▸ SUPPLIED PASSAGE:
▬▬▬▬▬▬▬▬▬▬

Section 65(6) is record-specific and fact-specific.  If this section applies to a specific record, in the circumstances of a particular appeal, and none of the exceptions listed in section 65(7) are present, then the record is excluded from the scope of the Act and not subject to the Commissioner’s jurisdiction.  

 

The Ministry submits that section 65(6)(3) applies to the records.  This section reads as follows:

 

Sections 65(6)(3) of the Act read as follows:

 

(6)        Subject to subsection (7), this Act does not apply to records collected, prepared, maintained or used by or on behalf of an institution in relation to any of the following:

 

3.         Meetings, consultations, discussions or communications about labour relations or employment-related matters in which the institution has an interest.

 

(7)        This Act applies to the following records:

 

1.         An agreement between an institution and a trade union.

 

2.         An agreement between an institution and one or more employees which ends a proceeding before a court, tribunal or other entity relating to labour relations or to employment-related matters

 

3.         An agreement between an institution and one or more employees resulting from negotiations about employment-related matters between the institution and the employee or employees.

 

4.         An expense account submitted by an employee of an institution to that institution for the purpose of seeking reimbursement for expenses incurred by the employee in his or her employment.

 

In order for a record to fall within the scope of section 65(6)(3), the Ministry must establish that:

 

1.         The record was collected, prepared, maintained or used by the Ministry or on its behalf;  and

 

2.         this collection, preparation, maintenance or usage was in relation to meetings, consultations, discussions or communications;  and

 

3.         these meetings, consultations, discussions or communications are about labour relations or employment-related matters in which the Ministry has an interest.

 

[Order P-1242]

 

Requirements 1 and 2

 

As I have indicated previously, the records consist of internal memoranda, appellant’s statement, respondent’s statement, management review and addendum report, and witness statements and were generated as a result of the appellant’s complaints and the subsequent investigation.  In my view, each of these records was either collected, prepared, maintained and/or used by the Ministry.  I find also that the collection, preparation, maintenance or use of each of these records was in relation to meetings, consultations, discussions or communications.  Accordingly, Requirements 1 and 2 have been met.

 

Requirement 3

 

The Ministry submits that the meetings, consultations, discussions or communications are about employment-related matters and that both the appellant and the respondent were employees of the Ministry at the time of complaints and the resulting WDHP investigation.

 

I am satisfied that the appellant was an employee of the Ministry and that the records, which relate to a WDHP investigation, are employment-related.

▬▬▬▬▬▬▬▬▬▬

▸ EXERCISE INPUT:
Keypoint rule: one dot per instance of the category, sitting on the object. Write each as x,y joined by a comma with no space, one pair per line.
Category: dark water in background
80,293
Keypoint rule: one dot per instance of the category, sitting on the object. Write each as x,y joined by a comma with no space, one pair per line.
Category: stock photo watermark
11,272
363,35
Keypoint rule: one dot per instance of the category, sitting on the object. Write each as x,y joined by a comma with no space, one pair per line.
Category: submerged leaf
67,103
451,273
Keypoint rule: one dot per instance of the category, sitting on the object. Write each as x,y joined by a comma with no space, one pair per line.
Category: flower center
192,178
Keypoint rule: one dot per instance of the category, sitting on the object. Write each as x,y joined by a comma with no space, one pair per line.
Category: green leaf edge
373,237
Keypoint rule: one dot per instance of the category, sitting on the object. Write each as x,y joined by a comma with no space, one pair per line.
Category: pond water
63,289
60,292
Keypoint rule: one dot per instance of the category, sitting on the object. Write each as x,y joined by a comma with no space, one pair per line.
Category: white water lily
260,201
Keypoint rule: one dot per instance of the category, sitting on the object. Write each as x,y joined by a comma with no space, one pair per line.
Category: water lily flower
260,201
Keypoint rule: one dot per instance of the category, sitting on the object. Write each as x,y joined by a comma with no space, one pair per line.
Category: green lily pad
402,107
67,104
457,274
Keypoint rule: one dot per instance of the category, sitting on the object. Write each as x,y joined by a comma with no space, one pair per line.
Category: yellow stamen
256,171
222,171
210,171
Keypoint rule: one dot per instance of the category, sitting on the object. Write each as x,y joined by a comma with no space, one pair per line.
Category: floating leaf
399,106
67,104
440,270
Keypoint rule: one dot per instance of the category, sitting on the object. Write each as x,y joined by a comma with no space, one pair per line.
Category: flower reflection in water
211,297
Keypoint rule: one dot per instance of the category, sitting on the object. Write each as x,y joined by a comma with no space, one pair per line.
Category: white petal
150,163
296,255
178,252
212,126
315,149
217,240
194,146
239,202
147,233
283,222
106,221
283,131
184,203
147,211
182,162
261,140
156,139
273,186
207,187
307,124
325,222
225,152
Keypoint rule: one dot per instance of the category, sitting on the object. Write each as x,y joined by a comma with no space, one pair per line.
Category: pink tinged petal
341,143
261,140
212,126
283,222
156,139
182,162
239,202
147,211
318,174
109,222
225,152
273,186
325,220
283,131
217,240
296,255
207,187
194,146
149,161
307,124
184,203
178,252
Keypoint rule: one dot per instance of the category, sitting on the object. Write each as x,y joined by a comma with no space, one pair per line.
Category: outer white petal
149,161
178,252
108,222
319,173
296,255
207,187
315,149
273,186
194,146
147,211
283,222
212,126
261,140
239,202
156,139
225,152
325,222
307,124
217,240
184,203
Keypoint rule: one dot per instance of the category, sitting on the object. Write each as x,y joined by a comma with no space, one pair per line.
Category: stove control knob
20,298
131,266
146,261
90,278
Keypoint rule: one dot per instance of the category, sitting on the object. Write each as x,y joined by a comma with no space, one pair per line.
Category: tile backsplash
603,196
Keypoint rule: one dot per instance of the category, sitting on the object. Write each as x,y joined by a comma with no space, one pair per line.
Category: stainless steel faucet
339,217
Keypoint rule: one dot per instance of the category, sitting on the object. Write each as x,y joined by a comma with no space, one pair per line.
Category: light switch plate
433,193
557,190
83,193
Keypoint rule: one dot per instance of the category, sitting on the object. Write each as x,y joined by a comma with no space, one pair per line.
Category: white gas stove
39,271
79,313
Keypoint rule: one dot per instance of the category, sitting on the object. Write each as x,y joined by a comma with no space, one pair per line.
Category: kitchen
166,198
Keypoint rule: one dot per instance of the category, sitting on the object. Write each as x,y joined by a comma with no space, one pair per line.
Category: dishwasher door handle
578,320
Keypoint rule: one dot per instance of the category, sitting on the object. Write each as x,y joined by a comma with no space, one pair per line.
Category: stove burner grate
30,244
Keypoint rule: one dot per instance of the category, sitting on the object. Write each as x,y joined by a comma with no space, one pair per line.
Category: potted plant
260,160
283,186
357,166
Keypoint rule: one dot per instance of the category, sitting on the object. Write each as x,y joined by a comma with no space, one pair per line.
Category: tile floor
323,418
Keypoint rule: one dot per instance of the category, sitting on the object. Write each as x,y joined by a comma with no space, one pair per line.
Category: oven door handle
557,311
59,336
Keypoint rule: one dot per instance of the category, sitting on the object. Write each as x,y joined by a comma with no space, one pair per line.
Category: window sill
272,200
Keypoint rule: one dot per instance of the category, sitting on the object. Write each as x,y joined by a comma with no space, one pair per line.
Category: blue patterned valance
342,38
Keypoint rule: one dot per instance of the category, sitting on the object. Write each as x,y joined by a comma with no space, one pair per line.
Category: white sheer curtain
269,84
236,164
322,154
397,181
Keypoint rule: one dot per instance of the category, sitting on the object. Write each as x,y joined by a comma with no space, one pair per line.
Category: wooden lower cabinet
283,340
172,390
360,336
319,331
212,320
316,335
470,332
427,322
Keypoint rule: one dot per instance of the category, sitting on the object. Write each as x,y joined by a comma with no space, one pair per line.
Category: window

▬▬▬▬▬▬▬▬▬▬

▸ DIRECTIONS:
1. State how many lines in the records contain the word "petal", treating case as significant. Give only that number.
2. Extend the excerpt on the section 65(6)(3) exclusion, picking up after its final sentence.

▸ REPLIES:
1. 3

2.
The remaining component is whether a WDHP investigation can be characterized as a matter “in which the institution has an interest”.

 

In Order P-1242, former Assistant Commissioner Tom Mitchinson addressed a similar issue involving the application of section 65(6) to WDHP investigation records.  In that order, he commented that “[a]n “interest” must be a legal interest in the sense that the matter in which the Ministry has an interest must have the capacity to affect the Ministry’s legal rights or obligations”.  I agree with the former Commissioner’s reasoning and approach and adopt it for the purposes of this appeal.

 

In the same order, based on an extensive review of case law, former Assistant Commissioner Tom Mitchinson also concluded that:

 

“If the Ministry fails to act on a harassment complaint, it risks potential liability under section 41(1) of the [Human Rights] Code, while an effective WDHP investigation may reduce or preclude such liability.  In my view, therefore, the WDHP investigation has the potential to affect the Ministry’s legal rights and/or obligations, and for this reason I find that the WDHP investigation is properly characterized as a matter “in which the institution has an interest.”  

 

I find that this conclusion applies equally in the circumstances of this appeal, and I adopt it for that purpose.  Accordingly, I find that Requirement 3 has been met.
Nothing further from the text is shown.